Count the lines in the records below that contain the string "spider", matching case exactly, and give only the number.
______________________________
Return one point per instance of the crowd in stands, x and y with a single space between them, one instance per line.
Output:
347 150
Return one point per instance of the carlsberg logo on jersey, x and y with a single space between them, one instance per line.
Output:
______________________________
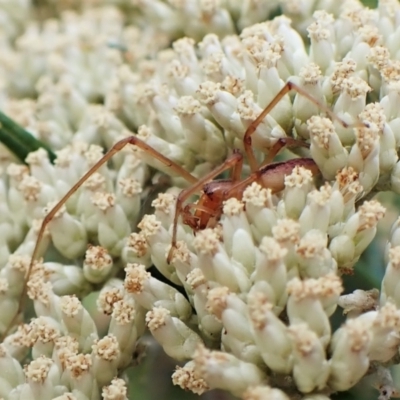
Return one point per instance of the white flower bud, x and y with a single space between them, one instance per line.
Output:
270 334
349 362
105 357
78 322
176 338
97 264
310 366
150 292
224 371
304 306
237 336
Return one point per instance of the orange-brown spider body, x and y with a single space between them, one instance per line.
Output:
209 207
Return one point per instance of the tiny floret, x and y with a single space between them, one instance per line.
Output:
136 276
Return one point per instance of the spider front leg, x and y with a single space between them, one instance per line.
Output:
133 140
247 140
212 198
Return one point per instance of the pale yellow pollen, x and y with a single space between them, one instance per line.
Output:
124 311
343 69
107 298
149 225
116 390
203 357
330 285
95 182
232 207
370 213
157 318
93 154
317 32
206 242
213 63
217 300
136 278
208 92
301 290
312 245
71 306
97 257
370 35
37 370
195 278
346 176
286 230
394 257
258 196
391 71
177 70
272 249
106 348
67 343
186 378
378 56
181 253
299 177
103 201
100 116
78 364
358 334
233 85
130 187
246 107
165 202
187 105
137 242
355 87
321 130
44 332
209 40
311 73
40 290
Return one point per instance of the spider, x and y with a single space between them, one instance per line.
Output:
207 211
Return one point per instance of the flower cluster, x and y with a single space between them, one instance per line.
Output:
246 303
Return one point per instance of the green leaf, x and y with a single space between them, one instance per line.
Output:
______________________________
§ RESULT OF THIS EXERCISE: 3